*** Extracted data ***

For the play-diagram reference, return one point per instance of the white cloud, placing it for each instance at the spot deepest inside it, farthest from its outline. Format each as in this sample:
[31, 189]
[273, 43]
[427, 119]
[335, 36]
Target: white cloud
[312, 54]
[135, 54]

***

## [Exercise brief]
Update these lines so that "white cloud" becomes "gray cloud" wherever it occurs, and leave everything else unchanged.

## [Completed task]
For the play-diagram reference, return one point per instance of the gray cloud, placing it for each instance at the spot deepest inside it, farthest from its outline. Format each as in this sample:
[31, 189]
[273, 43]
[427, 119]
[335, 36]
Target: gray cloud
[312, 54]
[135, 54]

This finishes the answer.